# Problem 1
Answer these questions about the article on the stolen alpacas, one per line:
(a) How many of the stolen weanlings were male, and how many were female?
(b) On what road is the property they were taken from?
(c) According to police, how were the alpacas moved once they had been rounded up?

___ Excerpt ___

Weanling alpacas stolen from Softfoot Alpacas in Hindmarsh Valley on Fleurieu Peninsula

TAKEN FROM FARM: Twenty-three weanlings from Softfoot Alpacas were stolen over the last week, and police hope the public can help locate them. Photo: Softfoot Alpacas.
TAKEN FROM FARM: Twenty-three weanlings from Softfoot Alpacas were stolen over the last week, and police hope the public can help locate them. Photo: Softfoot Alpacas.

Twenty-three weanling alpacas have been stolen from a property in Hindmarsh Valley, and local police are calling for public help to get them home.

Sometime last week, owners of Softfoot Alpacas noticed five male alpacas and 18 females aged about three months old were taken from the Kenny Road property.

Police believe someone rounded them up into a paddock yard on the property and then lifted them into a trailer before they were taken away.

The group of alpacas are a mix of colours.

___ Data entries ___

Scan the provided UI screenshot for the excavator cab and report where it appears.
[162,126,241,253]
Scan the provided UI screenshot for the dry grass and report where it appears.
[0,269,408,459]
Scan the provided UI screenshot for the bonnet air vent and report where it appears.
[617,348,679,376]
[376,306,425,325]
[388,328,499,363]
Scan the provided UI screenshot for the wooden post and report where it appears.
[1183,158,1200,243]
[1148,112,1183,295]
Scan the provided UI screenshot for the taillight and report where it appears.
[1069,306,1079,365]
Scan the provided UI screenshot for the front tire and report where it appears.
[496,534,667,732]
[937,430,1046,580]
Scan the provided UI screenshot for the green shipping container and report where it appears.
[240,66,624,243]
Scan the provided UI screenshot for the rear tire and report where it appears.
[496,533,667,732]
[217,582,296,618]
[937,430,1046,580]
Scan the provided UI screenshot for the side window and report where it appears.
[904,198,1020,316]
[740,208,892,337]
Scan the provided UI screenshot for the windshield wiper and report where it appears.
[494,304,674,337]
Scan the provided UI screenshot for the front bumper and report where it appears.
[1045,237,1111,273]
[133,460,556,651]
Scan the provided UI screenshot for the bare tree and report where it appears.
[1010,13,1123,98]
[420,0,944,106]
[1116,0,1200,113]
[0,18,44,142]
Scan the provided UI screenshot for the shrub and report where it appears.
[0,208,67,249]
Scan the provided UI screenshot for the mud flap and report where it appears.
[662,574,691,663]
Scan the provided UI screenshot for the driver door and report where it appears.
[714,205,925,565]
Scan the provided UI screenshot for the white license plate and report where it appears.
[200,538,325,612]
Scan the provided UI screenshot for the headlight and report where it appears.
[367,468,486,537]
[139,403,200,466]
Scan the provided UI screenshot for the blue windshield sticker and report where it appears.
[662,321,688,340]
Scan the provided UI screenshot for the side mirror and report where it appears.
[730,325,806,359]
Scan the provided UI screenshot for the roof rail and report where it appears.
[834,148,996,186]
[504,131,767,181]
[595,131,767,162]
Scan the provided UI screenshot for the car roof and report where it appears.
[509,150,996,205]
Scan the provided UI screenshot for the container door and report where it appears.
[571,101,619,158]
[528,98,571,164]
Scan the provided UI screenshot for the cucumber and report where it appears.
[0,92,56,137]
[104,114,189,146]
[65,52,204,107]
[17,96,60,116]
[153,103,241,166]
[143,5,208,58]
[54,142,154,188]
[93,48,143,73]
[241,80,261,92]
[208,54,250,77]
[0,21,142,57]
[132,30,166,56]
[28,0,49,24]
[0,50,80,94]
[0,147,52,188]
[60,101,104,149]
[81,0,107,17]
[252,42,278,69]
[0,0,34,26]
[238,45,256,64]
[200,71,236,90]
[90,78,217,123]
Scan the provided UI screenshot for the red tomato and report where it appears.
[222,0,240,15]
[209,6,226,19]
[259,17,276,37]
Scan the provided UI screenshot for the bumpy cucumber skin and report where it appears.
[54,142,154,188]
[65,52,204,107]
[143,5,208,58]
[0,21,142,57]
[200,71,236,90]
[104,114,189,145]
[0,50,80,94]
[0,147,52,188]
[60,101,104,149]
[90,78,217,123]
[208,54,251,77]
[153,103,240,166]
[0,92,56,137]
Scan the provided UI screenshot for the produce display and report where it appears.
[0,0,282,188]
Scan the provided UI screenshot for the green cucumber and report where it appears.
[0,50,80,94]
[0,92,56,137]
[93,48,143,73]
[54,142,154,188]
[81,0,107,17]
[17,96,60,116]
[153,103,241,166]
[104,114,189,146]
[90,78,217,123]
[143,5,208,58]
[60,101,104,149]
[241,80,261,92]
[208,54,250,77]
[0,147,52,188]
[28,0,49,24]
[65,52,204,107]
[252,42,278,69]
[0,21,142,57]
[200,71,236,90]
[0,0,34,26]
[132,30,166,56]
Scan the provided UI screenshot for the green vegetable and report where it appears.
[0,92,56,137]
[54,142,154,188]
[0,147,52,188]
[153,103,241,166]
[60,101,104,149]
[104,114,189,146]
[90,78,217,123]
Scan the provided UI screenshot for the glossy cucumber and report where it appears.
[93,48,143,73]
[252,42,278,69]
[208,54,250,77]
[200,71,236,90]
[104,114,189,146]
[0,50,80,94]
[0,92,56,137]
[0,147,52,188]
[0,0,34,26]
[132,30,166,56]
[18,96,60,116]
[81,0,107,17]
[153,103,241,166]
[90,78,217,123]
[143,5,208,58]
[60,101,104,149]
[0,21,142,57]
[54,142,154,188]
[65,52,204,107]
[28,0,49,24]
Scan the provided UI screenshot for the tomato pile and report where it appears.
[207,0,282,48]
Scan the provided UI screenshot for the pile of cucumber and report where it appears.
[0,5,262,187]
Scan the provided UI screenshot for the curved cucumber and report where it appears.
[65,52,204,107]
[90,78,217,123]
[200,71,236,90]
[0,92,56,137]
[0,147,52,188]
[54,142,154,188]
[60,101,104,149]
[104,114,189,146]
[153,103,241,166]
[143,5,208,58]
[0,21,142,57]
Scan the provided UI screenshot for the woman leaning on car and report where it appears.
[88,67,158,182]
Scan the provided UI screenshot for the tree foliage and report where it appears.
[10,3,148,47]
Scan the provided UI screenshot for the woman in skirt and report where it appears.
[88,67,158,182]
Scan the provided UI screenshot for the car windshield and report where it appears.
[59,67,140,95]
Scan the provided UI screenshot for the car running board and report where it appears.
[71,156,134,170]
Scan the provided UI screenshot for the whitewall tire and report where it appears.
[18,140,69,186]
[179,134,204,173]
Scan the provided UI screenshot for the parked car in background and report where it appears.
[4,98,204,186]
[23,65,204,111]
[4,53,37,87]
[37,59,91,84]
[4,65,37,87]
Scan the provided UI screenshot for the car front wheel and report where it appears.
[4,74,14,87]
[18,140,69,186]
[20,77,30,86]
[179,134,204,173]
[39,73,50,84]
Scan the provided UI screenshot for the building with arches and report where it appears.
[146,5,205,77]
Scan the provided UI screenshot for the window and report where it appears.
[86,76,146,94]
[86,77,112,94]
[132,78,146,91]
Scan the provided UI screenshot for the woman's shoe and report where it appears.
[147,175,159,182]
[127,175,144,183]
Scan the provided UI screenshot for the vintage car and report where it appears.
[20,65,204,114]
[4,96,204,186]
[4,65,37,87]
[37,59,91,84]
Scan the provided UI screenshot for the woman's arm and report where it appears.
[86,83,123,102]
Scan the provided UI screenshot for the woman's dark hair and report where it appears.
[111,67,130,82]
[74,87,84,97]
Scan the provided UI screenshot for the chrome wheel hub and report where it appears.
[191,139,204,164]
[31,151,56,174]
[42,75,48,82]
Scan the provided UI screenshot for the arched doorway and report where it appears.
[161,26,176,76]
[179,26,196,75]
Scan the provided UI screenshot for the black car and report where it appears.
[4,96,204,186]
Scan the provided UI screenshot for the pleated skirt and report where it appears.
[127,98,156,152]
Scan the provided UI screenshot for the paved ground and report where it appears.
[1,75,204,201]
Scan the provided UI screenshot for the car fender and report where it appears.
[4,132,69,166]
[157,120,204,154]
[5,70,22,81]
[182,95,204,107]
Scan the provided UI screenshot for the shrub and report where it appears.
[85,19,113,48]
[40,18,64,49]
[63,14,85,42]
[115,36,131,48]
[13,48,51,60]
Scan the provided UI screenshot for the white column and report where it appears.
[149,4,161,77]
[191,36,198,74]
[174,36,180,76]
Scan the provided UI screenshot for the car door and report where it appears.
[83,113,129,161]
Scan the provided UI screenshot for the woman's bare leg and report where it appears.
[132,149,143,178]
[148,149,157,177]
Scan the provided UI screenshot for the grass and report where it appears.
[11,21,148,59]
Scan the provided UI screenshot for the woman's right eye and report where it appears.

___

# Problem 2
From the records, give the stretch from the line that contains "Scan the provided UI screenshot for the side window" through the line that contains "[714,205,925,565]" once more, replacing "shrub" with "bush" and keeping everything else the same.

# Complete answer 1
(a) Five were male and 18 were female.
(b) Kenny Road.
(c) They were lifted into a trailer and taken away.

# Complete answer 2
Scan the provided UI screenshot for the side window and report where it appears.
[904,198,1020,316]
[740,208,892,337]
Scan the provided UI screenshot for the windshield wiper and report where it appears.
[494,304,674,337]
Scan the provided UI screenshot for the front bumper and report where it appears.
[1045,237,1111,273]
[133,460,556,651]
Scan the provided UI screenshot for the bare tree and report where it appears.
[1010,13,1123,98]
[420,0,944,106]
[1116,0,1200,113]
[0,18,44,142]
Scan the provided UI screenshot for the bush and report where it appears.
[0,208,67,249]
Scan the provided UI screenshot for the mud flap and report where it appears.
[662,574,691,663]
Scan the provided UI screenshot for the driver door and report where it appears.
[714,205,925,565]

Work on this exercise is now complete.